- _Given passage_:

((

The initial step of my transition from bachelorette traveler to domestic goddess (ha) arrived when my fiance moved to the D.C. area and we went from a long-distance relationship to a close proximity one. I hadn’t realized how ingrained my bachelorette behavior was until “the kitchen incident.”
Leon had a couple of days in D.C. to kill time before his larger household items arrived to his new apartment, so he was itching for something to do. He graciously offered to do some stuff around my apartment that I hadn’t taken the time to do (another bachelorette tendency–you ignore a clogged sink as long as you can): plumbing DIY projects, restocking the fridge, and so forth. I was happy to have the help and appreciated his gesture.
After work that day, I headed home trying to ignore my craving for macaroni and cheese. As a bachelorette, I ate whatever I felt like for dinner, guided only by my cravings. Things were changing though–Leon was more of the mindset that you plan out your meals each week, shop accordingly, and cook healthy meals at home. The plan was for us to eat out less during the week and enjoy going to restaurants more on the weekends. I loved the idea, in theory. In practice, it was tougher.

))

- _Exercise directions_: Print the part of the passage about the kitchen incident between "After work that" and "it was tougher.", inclusive, word for word. You won't need the records that come next.

- _Material shown_:
((

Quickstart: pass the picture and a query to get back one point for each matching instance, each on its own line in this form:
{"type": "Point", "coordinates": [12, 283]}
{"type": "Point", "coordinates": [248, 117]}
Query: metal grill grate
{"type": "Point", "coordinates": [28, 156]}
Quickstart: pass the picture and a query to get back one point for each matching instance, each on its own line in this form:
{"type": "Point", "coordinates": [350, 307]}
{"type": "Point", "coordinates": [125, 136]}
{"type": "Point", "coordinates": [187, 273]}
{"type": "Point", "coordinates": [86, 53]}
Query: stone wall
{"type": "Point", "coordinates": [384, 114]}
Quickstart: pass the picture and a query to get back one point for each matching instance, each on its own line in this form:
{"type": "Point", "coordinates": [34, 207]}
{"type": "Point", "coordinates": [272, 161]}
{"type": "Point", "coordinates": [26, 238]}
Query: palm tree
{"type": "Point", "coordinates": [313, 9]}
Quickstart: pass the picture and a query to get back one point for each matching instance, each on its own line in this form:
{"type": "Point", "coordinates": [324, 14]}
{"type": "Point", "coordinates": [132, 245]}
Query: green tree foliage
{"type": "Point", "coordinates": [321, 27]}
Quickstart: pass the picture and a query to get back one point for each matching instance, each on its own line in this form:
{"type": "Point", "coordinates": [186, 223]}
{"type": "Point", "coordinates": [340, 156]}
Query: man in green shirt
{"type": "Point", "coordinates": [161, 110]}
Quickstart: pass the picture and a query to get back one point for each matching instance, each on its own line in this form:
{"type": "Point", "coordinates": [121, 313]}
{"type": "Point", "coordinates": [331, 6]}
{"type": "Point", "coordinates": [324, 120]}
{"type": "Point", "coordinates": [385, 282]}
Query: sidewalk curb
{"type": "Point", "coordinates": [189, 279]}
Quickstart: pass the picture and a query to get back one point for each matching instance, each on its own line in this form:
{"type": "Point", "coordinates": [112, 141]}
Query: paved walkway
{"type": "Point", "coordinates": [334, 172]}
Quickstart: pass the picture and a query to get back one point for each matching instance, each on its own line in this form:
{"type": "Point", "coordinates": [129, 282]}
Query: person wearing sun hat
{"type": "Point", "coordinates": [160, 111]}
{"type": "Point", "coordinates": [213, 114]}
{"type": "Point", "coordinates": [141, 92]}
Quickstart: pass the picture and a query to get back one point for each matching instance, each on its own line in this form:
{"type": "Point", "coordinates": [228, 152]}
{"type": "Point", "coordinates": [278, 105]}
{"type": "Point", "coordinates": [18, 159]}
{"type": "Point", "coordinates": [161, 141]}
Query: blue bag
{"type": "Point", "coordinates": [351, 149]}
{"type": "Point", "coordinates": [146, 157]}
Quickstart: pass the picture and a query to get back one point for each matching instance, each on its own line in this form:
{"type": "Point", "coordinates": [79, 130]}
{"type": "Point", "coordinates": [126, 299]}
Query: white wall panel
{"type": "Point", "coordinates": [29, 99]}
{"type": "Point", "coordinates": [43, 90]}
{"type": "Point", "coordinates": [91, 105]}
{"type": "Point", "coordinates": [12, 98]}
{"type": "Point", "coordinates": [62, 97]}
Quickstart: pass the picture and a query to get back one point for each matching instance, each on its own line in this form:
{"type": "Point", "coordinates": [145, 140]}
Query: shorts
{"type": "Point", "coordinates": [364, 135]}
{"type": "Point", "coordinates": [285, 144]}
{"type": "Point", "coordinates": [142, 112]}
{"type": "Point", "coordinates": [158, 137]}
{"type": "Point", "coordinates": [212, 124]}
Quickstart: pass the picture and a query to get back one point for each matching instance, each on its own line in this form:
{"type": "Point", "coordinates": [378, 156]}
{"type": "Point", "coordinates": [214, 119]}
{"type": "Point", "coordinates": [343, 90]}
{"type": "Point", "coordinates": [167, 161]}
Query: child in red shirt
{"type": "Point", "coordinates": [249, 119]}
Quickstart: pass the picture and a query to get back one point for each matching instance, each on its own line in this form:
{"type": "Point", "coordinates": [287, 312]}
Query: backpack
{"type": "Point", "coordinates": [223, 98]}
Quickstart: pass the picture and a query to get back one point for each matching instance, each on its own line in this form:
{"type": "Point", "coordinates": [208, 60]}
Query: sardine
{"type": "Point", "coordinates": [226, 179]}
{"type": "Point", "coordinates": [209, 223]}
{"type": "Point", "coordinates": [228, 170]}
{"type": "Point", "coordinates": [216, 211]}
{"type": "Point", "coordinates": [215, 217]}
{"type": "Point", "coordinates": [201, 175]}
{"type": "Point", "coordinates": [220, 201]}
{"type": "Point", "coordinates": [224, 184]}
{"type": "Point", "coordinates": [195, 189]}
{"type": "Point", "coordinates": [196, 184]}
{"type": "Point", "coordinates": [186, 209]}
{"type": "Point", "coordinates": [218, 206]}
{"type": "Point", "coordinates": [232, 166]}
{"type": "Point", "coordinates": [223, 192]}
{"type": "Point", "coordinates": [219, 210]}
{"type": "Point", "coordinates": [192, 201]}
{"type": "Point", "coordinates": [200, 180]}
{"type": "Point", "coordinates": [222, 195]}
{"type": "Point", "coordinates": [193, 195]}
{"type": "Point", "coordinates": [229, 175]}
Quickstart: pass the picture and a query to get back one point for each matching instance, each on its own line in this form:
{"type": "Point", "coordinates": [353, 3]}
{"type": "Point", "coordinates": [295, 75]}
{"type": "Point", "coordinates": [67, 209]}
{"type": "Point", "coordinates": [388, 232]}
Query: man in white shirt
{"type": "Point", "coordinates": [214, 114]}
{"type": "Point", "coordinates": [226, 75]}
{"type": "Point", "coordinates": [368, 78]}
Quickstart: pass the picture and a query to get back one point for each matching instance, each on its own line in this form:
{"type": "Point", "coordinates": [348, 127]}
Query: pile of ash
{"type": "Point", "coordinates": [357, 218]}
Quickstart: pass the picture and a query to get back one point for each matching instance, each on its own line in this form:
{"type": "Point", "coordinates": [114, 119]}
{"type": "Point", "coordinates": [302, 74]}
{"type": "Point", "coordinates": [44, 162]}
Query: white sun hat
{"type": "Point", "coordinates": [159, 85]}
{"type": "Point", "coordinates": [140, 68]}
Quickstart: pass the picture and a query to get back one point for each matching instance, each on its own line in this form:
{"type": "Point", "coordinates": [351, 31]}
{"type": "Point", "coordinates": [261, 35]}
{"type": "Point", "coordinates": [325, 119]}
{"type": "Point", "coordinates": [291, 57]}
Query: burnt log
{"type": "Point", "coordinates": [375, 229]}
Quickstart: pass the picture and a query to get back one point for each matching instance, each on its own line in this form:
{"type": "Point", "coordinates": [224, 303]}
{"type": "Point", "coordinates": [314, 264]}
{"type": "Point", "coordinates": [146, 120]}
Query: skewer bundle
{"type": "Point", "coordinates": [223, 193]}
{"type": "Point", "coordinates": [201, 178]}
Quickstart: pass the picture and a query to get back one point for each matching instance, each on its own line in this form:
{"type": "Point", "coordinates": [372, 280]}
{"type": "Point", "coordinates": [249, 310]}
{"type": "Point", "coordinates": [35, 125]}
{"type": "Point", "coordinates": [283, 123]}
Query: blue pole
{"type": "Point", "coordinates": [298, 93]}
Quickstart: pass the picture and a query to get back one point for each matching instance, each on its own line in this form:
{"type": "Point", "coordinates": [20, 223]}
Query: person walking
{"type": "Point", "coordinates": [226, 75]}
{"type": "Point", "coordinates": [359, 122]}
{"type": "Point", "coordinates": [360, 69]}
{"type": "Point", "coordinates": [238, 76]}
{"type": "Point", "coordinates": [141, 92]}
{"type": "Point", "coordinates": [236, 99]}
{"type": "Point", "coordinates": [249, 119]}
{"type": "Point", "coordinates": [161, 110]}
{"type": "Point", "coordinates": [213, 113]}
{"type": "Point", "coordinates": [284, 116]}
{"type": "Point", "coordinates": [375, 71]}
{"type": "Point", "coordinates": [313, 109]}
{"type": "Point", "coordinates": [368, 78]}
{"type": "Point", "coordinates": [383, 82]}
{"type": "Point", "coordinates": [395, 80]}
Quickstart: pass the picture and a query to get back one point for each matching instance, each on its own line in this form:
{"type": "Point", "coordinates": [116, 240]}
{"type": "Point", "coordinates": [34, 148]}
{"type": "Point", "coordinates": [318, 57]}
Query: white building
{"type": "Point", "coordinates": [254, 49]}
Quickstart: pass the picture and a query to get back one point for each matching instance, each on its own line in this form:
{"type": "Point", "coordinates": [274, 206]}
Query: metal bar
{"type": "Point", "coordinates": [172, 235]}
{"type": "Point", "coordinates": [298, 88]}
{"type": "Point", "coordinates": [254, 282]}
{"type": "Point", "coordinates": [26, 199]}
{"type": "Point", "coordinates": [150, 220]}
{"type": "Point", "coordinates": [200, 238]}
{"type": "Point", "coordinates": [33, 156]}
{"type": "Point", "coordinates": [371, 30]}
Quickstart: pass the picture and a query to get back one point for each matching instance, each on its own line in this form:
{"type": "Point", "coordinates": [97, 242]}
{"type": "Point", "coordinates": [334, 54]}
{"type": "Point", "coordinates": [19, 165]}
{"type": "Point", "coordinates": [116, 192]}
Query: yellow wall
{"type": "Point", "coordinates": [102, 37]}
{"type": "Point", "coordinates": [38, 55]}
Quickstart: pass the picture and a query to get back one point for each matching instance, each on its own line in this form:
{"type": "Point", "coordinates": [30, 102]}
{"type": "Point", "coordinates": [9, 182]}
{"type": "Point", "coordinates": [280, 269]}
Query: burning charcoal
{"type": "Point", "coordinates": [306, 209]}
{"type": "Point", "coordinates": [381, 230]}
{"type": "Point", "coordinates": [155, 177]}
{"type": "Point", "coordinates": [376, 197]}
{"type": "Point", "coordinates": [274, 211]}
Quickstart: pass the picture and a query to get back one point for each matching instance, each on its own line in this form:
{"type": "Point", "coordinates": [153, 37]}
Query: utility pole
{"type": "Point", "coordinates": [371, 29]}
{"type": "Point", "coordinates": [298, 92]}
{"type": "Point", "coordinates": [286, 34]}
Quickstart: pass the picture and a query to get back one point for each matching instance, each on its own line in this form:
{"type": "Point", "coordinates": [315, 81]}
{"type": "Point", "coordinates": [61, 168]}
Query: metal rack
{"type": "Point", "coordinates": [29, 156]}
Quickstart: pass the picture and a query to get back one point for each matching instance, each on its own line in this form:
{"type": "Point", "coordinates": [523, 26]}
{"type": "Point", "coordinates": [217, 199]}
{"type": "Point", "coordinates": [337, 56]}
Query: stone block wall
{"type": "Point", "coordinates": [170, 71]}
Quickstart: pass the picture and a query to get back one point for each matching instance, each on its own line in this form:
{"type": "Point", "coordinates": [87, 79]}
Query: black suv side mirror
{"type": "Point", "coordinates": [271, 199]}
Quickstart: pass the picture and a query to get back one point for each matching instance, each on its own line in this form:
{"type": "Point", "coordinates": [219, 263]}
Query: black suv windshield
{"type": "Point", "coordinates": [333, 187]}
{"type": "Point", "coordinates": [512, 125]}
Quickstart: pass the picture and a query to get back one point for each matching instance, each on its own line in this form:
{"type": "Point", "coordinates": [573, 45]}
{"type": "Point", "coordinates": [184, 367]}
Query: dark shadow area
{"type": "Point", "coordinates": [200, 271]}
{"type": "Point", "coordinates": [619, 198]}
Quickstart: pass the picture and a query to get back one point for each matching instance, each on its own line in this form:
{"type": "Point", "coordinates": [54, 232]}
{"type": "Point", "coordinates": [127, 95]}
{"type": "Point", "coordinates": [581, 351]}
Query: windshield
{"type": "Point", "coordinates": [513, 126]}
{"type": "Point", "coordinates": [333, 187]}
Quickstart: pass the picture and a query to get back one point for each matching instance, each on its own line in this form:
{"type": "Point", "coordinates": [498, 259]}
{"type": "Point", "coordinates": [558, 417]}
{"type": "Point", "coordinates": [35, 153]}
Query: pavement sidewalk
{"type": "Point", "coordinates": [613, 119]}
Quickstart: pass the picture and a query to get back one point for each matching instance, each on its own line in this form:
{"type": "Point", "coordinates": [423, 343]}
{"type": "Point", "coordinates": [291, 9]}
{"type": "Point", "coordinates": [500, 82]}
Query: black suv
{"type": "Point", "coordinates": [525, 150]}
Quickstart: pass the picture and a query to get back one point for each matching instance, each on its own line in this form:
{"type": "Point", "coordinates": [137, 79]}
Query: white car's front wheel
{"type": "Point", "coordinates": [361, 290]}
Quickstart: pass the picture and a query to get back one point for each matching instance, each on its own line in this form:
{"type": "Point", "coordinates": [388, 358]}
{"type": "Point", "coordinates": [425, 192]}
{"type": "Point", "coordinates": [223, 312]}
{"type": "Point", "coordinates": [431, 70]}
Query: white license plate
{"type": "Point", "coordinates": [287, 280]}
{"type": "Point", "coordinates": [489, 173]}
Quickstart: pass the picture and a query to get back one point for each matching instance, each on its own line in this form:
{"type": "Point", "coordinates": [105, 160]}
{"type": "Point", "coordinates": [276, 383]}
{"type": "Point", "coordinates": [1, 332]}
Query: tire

))

- _Task solution_:
After work that day, I headed home trying to ignore my craving for macaroni and cheese. As a bachelorette, I ate whatever I felt like for dinner, guided only by my cravings. Things were changing though–Leon was more of the mindset that you plan out your meals each week, shop accordingly, and cook healthy meals at home. The plan was for us to eat out less during the week and enjoy going to restaurants more on the weekends. I loved the idea, in theory. In practice, it was tougher.